▶ SUPPLIED PASSAGE
# # # #

= 2006 dismissal of U.S. attorneys hearings =

See Dismissal of U.S. attorneys controversy documents for publicly released documents and hearings transcripts.

The United States House Committee on the Judiciary and the Senate Committee on the Judiciary, have oversight authority over Department of Justice (DOJ). In 2007 it conducted public and closed-door oversight and investigative hearings on the DOJ's interactions with the White House and staff members of the Executive Office of the President. A routine oversight hearing on January 18, 2007 by the Senate committee was the first public congressional occasion that Attorney General Gonzales responded to questions about dismissed United States Attorneys (USAs). Both committees invited or subpoenaed past and present Department of Justice officers and staff to appear and testify during 2007, and both committees requested or subpoenaed documents, and made the documents that were produced publicly available.

# # # #

▶ DATA
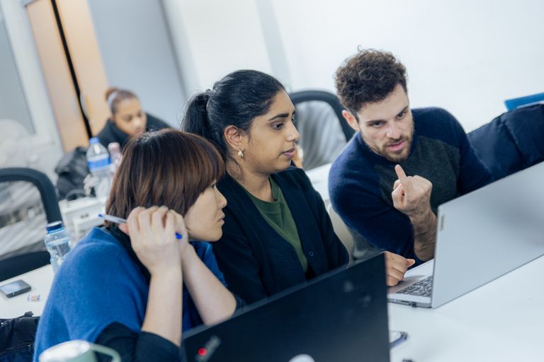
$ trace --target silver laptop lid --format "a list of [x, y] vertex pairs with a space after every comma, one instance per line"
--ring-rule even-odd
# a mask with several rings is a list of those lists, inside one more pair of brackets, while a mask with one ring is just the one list
[[438, 207], [432, 306], [544, 255], [544, 163]]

# # # #

▶ BRIEF
Please answer these questions from the passage on the U.S. attorneys hearings:
1. Which two committees have oversight authority over the Department of Justice?
2. On what date did the Senate committee hold the routine oversight hearing where Attorney General Gonzales first answered questions in public about the dismissed U.S. attorneys?
3. What did both committees do with the documents that were produced?
The data has nothing to do with the passage on the U.S. attorneys hearings.

▶ RESPONSE TO THE EXERCISE
1. The United States House Committee on the Judiciary and the Senate Committee on the Judiciary.
2. January 18, 2007.
3. They made the documents publicly available.